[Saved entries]
——
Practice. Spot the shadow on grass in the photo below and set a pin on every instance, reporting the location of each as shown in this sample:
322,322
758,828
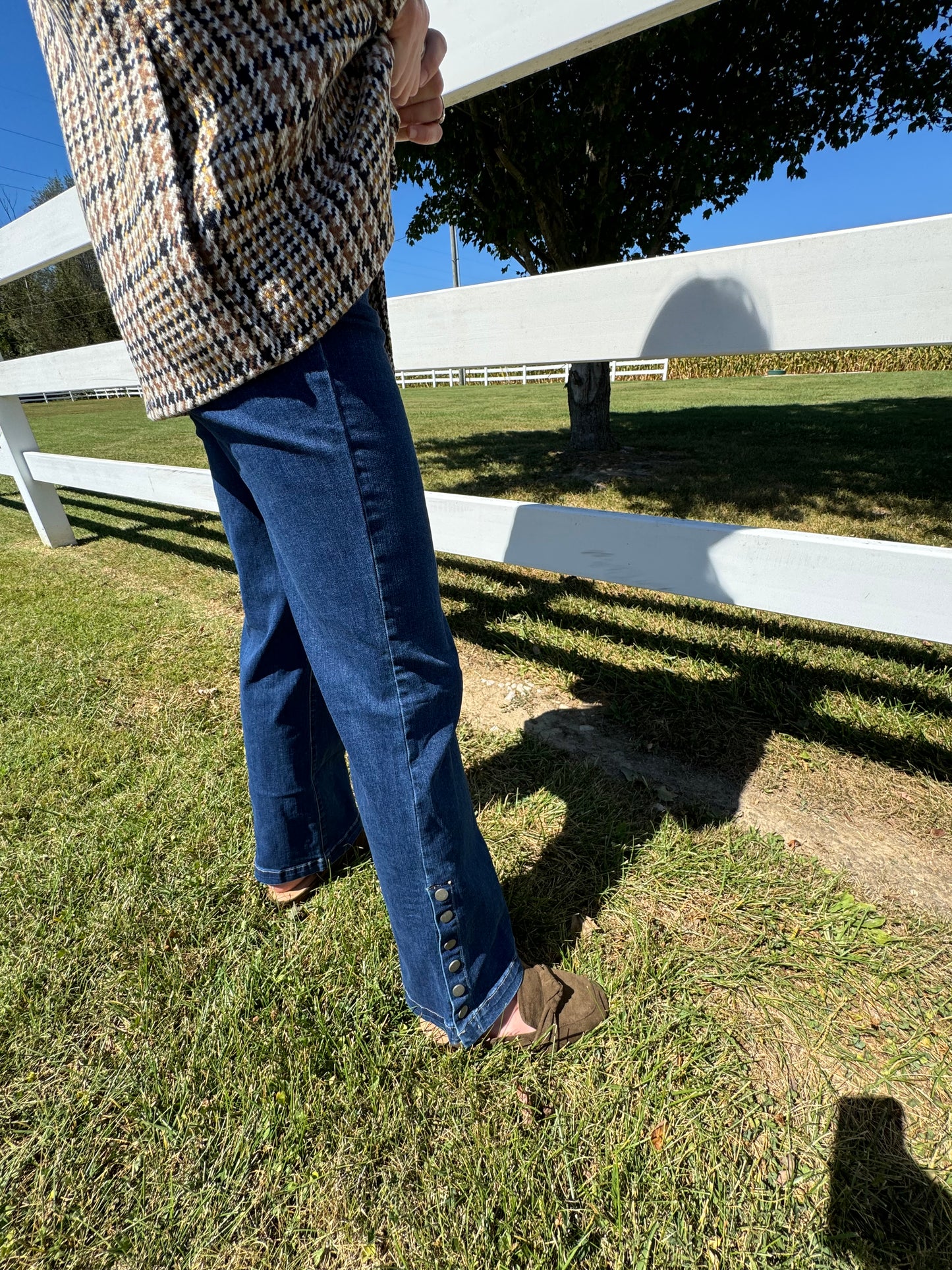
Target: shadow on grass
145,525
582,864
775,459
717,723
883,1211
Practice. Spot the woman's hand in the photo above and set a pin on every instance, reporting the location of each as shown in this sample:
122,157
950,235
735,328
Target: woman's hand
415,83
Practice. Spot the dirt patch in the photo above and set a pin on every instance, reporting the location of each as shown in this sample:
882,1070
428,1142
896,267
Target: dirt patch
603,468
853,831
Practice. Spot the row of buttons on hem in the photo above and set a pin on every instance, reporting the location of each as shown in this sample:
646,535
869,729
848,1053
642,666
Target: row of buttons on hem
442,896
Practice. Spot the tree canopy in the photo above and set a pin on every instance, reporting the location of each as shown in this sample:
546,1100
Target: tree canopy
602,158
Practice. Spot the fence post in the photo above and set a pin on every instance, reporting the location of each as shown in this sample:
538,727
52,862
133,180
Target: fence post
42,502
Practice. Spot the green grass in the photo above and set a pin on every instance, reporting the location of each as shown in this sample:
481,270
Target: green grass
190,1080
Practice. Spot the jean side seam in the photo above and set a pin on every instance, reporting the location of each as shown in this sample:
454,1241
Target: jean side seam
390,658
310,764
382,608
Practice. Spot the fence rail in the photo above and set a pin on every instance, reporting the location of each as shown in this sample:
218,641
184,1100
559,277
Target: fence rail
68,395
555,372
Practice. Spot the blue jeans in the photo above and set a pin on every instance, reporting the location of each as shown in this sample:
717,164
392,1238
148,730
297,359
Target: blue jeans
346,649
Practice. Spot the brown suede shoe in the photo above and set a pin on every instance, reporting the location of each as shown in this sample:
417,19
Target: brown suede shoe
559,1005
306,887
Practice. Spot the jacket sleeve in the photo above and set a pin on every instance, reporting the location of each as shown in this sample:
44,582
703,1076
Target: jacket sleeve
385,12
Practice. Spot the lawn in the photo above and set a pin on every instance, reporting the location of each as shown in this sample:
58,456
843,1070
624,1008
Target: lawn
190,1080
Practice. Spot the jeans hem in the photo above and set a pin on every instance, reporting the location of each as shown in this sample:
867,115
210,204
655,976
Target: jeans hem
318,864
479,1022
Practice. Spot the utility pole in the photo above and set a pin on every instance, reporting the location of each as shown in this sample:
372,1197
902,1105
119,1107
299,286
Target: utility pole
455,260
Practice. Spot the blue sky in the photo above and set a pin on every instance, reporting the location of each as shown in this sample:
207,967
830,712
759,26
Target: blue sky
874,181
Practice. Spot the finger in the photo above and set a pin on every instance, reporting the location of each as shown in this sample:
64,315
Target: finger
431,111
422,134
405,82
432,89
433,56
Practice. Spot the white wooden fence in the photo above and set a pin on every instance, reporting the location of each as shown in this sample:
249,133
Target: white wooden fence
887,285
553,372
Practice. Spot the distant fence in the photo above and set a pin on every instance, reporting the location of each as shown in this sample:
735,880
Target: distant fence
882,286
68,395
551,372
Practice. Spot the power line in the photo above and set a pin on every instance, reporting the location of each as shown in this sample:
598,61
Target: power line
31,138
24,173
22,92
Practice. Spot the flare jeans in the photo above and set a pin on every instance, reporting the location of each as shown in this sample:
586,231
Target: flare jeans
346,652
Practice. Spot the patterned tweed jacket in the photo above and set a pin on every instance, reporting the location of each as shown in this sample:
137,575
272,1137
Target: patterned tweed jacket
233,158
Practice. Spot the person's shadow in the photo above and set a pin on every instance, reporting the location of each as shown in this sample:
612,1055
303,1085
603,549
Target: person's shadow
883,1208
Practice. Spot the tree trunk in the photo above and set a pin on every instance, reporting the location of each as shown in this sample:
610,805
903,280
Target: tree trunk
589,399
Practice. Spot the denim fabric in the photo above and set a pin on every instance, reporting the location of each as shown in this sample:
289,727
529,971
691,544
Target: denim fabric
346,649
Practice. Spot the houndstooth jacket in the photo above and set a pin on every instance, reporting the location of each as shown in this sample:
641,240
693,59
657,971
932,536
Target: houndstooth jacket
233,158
——
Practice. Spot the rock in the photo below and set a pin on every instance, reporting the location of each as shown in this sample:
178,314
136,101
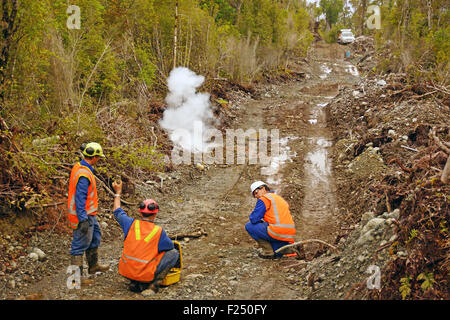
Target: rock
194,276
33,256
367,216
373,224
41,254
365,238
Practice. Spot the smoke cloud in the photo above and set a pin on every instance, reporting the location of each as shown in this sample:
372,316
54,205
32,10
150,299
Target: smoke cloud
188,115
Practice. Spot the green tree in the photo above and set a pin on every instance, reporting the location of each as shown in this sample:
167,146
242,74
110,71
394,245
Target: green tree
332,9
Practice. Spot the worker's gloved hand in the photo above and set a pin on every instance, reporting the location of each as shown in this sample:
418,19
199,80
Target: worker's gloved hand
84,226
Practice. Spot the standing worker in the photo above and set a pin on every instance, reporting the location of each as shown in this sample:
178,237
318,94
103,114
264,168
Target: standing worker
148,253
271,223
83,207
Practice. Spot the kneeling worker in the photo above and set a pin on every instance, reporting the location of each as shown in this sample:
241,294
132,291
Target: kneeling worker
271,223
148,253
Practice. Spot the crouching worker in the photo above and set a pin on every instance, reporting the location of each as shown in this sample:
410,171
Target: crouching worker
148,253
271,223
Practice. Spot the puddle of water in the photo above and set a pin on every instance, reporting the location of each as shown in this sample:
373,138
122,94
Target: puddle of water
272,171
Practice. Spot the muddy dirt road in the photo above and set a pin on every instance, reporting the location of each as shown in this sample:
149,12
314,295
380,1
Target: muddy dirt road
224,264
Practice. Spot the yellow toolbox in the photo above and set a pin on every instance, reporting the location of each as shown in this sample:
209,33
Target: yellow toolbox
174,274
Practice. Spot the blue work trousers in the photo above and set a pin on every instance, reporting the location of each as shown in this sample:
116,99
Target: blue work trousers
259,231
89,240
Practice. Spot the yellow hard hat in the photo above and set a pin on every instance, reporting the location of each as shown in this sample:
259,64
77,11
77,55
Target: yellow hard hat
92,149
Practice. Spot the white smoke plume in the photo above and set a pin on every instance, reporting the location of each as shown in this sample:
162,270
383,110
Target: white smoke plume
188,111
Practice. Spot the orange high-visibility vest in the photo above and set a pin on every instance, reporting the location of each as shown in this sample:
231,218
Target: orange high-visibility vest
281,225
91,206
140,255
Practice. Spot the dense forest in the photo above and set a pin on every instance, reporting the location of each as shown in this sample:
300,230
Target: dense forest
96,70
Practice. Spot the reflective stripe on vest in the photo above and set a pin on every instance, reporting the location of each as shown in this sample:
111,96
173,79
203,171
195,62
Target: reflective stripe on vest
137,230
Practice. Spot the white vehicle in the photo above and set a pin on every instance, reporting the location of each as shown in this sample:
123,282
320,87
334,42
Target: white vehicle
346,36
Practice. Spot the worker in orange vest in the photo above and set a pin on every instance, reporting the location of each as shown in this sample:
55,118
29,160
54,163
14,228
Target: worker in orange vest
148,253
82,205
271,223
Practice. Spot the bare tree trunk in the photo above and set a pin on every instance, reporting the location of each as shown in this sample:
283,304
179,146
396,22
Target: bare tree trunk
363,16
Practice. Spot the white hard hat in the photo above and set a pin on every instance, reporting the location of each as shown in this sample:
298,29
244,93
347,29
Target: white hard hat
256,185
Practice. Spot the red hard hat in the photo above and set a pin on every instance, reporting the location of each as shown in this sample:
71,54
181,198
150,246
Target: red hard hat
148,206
——
→ TASK DESCRIPTION
Return each line of the data above that contains the string "person". Case counts, so only lines that match it letter for letter in the same case qualify.

→ PROBLEM SOLUTION
Practice. Spot the person's shadow in the photo above and set a pin on every instance, reporting the location of each as shown in this sample:
Target: person's shadow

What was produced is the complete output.